Problem details
Look below for the line holding "Objective: one point per instance of the sunglasses" and the line holding "Objective: one point per instance of the child's". Transcribe exactly those lines and all lines between them, nothing more.

(Task inputs begins)

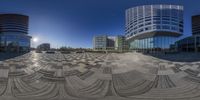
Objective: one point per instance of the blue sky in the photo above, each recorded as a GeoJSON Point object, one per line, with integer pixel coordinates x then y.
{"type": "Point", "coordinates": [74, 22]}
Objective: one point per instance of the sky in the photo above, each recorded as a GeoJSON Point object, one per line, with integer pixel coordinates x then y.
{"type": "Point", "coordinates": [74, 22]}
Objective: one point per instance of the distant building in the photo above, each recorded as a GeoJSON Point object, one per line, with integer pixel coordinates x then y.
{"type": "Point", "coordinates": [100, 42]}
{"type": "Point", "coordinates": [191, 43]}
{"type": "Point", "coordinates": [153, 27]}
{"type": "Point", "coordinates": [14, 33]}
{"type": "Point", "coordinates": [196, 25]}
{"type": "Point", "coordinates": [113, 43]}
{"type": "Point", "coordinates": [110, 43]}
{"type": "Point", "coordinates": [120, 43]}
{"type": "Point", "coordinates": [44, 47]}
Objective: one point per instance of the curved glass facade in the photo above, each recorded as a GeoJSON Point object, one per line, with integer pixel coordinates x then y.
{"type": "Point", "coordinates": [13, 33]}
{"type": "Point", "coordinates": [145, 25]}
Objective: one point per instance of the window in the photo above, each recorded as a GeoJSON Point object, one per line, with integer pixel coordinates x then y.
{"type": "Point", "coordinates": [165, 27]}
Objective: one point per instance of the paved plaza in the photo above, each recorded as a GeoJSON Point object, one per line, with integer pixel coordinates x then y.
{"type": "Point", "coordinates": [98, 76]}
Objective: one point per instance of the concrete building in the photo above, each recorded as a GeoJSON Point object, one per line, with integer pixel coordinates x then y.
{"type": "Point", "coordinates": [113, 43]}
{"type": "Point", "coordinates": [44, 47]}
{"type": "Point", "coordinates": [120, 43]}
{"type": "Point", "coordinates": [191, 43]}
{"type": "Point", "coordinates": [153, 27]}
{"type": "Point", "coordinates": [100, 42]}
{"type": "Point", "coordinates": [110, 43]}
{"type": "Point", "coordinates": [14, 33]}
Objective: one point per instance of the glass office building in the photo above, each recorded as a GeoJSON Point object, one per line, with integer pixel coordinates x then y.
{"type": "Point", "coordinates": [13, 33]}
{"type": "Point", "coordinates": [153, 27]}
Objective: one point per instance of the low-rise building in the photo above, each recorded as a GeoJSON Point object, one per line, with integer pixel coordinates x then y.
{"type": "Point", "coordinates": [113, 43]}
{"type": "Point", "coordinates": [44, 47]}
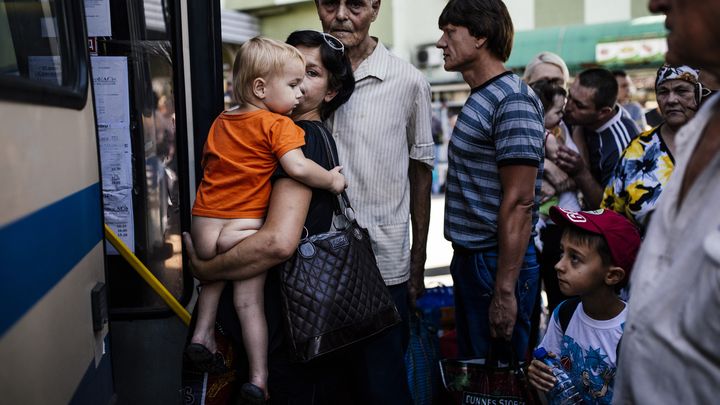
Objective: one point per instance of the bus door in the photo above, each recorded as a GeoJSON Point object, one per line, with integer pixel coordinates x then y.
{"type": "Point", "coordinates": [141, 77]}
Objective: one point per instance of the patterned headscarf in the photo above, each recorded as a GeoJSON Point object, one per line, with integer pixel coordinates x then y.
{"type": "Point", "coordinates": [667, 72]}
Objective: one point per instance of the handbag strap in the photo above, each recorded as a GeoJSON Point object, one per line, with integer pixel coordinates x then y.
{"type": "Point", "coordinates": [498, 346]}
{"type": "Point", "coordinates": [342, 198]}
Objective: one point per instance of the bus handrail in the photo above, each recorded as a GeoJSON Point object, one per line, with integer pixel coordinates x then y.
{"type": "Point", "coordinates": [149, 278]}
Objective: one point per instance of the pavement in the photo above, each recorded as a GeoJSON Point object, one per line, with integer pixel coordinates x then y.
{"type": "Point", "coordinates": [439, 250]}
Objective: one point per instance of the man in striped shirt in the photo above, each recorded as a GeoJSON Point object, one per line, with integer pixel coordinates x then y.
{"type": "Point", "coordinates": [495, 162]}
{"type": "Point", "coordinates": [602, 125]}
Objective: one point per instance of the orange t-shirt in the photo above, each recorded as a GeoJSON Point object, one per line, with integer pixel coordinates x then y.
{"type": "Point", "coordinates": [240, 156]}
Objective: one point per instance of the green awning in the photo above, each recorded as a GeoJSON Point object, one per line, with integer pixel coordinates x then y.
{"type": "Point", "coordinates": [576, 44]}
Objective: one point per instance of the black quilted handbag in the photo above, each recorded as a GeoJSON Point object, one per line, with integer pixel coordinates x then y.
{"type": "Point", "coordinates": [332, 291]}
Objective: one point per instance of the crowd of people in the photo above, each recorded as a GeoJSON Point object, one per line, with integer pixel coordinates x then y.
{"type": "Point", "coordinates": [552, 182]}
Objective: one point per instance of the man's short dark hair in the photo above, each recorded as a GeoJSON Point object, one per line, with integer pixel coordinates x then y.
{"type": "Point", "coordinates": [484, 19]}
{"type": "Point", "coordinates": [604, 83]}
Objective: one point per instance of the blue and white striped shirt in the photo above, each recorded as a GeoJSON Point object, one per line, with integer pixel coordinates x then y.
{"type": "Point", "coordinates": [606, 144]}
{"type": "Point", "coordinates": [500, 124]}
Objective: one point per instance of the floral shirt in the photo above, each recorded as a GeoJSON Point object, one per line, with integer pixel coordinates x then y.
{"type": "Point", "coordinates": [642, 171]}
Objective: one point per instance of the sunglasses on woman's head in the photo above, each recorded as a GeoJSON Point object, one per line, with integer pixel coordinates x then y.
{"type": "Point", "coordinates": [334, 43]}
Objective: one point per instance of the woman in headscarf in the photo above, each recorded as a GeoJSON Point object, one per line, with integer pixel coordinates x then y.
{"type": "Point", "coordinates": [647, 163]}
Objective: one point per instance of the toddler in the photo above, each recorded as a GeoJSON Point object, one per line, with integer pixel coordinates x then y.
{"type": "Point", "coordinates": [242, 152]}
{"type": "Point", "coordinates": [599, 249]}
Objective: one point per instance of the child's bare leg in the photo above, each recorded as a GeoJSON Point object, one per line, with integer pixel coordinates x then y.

(Task inputs ends)
(Task inputs begins)

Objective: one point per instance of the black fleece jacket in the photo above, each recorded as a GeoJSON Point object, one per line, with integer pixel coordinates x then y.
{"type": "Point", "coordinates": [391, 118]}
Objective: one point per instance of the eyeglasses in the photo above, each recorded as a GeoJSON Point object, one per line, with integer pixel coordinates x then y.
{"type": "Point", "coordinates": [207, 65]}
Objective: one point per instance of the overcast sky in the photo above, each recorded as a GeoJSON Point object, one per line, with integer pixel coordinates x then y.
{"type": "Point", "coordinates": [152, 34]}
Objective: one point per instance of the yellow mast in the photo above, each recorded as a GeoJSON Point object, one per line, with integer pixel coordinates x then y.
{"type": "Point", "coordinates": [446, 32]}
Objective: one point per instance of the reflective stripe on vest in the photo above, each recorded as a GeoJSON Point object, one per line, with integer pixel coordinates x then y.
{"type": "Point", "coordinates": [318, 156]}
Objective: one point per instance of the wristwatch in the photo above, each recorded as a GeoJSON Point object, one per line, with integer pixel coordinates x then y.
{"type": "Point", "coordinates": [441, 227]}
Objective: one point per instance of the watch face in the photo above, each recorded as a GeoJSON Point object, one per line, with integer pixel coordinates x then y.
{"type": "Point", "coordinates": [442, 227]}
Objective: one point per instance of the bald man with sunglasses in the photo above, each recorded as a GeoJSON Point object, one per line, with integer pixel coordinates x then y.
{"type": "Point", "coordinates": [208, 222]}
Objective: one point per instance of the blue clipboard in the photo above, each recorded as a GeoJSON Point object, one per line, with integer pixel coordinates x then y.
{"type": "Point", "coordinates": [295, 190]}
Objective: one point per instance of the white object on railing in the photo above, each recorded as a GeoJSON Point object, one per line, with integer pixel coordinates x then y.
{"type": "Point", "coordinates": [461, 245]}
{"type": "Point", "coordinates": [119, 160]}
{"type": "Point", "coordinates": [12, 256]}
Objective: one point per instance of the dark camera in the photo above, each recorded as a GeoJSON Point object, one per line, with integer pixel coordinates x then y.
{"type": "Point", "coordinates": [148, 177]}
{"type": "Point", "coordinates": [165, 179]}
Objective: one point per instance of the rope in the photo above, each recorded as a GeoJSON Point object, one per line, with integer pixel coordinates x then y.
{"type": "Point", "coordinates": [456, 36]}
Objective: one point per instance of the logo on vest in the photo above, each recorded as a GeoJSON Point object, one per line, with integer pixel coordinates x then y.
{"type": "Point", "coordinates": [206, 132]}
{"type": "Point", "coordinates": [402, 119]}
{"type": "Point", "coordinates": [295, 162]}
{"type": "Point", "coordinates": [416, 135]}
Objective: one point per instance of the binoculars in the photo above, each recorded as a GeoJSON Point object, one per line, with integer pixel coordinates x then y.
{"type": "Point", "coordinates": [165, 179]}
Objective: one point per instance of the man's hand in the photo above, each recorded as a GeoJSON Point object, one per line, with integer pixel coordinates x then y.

(Task inputs ends)
(Task inputs begins)

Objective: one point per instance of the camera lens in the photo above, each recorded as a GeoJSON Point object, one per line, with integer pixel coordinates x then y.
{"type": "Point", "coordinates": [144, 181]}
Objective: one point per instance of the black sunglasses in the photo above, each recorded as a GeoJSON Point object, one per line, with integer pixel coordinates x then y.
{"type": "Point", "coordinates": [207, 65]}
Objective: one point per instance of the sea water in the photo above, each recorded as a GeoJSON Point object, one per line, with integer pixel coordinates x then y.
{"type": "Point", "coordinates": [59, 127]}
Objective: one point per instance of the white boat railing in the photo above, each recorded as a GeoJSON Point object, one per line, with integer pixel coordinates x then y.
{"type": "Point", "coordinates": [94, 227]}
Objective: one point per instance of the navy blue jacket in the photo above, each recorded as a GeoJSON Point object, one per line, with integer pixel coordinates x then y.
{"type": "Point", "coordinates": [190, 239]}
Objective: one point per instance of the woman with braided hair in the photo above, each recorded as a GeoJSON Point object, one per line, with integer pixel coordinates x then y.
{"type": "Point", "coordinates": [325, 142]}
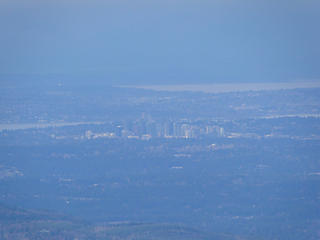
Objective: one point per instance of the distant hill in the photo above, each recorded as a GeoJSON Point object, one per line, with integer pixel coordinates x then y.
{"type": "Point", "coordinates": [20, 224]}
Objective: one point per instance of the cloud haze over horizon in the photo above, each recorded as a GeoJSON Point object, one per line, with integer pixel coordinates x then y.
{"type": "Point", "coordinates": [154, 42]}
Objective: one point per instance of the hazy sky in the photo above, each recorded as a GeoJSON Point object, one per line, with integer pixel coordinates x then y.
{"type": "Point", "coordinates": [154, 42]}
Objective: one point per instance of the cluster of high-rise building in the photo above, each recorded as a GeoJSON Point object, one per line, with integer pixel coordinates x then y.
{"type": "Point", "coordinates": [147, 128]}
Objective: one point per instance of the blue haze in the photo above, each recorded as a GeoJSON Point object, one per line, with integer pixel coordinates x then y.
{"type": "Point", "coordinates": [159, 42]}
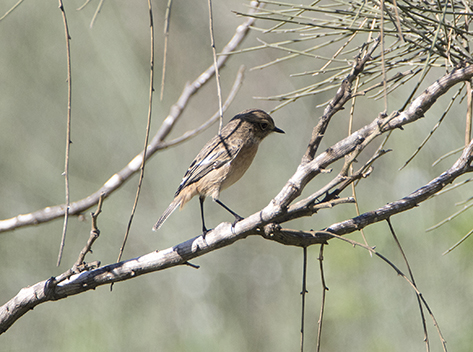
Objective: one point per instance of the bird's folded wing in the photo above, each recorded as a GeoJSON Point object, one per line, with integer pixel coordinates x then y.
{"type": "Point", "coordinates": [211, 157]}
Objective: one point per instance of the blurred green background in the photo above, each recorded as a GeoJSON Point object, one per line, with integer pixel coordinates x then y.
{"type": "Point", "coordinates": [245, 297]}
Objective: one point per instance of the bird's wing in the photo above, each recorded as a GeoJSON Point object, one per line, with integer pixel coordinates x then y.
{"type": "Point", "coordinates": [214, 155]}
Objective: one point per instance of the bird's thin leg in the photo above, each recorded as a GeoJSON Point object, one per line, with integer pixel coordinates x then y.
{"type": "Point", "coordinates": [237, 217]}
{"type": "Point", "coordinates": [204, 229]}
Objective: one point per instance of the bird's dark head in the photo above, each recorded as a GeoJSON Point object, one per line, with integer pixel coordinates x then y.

(Task inputs ends)

Response to the exercise
Objective: one point per instance of the sunglasses on woman's head in the photo above, each recorded as a GeoJSON Point object, one per line, with integer pixel coordinates x then y.
{"type": "Point", "coordinates": [334, 43]}
Objective: one point per instance of the woman in headscarf in the photo above, each recorded as a GeoJSON Point object, one per line, with integer pixel coordinates x then y.
{"type": "Point", "coordinates": [647, 163]}
Objective: one point per instance of the toddler in the photo above, each recorded as a GeoJSON Point object, one per line, with integer pixel coordinates x then y.
{"type": "Point", "coordinates": [242, 152]}
{"type": "Point", "coordinates": [599, 249]}
Objective: one point per instance of the child's bare leg in the photo above, each recorded as a GeoJSON Point object, one per line, with integer pixel coordinates x then y.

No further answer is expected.